Una de las obras clásicas del pensamiento liberal universal lo es “Ensayo sobre la libertad”, del filósofo, escritor, economista y político inglés John Stuart Mill, la cual salió a la luz pública en el año de 1859.

Tal como explica Francesc Cardona, prologuista y traductor al español de una de las ediciones de la obra, en la misma no se aborda el concepto de libertad en el sentido estrictamente ético o metafísico, en su acepción equivalente a libre albedrío, como se había concebido en la Grecia y Roma antiguas, sino que el autor desarrolla un conjunto de ideas acerca de la libertad social y civil, tomando en cuenta la necesidad de limitar el ejercicio del poder del gobierno sobre los individuos, no obstante los gobernantes responder a una forma regular a través del partido o corriente mayoritaria que rige en un determinado momento en una sociedad.

* REQUISITO A
Copia sin cambios los registros desde su primera línea hasta la línea que contiene "[[[695,454],[6,447],[0,507],[3,696],[698,697]]]", ambas incluidas.

Registros de anotación espacial
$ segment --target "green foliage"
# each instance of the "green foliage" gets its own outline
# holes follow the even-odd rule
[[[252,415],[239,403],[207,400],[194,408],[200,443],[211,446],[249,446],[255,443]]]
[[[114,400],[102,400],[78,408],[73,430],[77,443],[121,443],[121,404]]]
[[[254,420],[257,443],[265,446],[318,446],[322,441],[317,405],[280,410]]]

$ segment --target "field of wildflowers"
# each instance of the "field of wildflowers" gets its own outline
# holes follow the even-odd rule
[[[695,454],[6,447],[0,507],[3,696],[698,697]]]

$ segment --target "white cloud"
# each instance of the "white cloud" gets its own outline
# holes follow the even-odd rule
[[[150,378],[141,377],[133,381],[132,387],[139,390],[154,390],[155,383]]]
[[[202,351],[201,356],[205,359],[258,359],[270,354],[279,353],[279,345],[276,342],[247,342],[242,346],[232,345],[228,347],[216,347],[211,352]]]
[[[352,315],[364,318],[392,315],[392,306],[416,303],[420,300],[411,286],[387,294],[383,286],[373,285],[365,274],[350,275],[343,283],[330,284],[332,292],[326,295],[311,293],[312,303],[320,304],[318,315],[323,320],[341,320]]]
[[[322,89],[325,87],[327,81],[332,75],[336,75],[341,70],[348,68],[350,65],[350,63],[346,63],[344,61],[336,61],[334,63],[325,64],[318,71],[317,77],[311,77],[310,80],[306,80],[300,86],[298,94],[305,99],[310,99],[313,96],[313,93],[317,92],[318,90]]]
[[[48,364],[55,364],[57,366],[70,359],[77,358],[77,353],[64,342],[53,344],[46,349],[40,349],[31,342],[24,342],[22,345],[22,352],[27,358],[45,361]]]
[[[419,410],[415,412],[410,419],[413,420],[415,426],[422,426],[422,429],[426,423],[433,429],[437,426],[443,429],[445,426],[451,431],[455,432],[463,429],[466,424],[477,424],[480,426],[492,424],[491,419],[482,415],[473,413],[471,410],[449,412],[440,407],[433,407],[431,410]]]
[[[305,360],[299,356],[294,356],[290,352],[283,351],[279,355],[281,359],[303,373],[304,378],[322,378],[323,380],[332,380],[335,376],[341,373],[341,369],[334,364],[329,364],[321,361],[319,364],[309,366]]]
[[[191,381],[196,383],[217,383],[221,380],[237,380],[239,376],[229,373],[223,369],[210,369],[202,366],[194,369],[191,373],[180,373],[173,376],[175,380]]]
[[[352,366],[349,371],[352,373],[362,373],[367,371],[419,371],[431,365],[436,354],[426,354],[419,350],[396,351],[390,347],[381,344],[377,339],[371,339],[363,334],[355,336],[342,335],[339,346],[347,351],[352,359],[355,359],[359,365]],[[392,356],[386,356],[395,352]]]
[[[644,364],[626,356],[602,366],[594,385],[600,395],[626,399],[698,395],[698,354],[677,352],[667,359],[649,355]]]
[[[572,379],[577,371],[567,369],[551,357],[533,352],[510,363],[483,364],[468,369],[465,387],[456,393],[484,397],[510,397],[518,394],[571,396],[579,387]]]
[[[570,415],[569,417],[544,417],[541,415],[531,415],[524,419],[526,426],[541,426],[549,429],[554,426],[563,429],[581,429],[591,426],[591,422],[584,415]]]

* REQUISITO B
Según el texto sobre la obra de John Stuart Mill, ¿qué papel tuvo Francesc Cardona en una de las ediciones del ensayo?

* RESPUESTA ESCRITA A
$ segment --target "green foliage"
# each instance of the "green foliage" gets its own outline
# holes follow the even-odd rule
[[[252,415],[239,403],[207,400],[194,408],[200,443],[211,446],[249,446],[255,443]]]
[[[114,400],[102,400],[78,408],[73,430],[77,443],[121,443],[121,404]]]
[[[254,420],[257,443],[265,446],[318,446],[322,441],[317,405],[280,410]]]

$ segment --target "field of wildflowers"
# each instance of the "field of wildflowers" gets its own outline
# holes follow the even-odd rule
[[[695,454],[6,447],[0,507],[3,696],[698,697]]]

* RESPUESTA ESCRITA B
Fue el prologuista y traductor al español de una de las ediciones de la obra.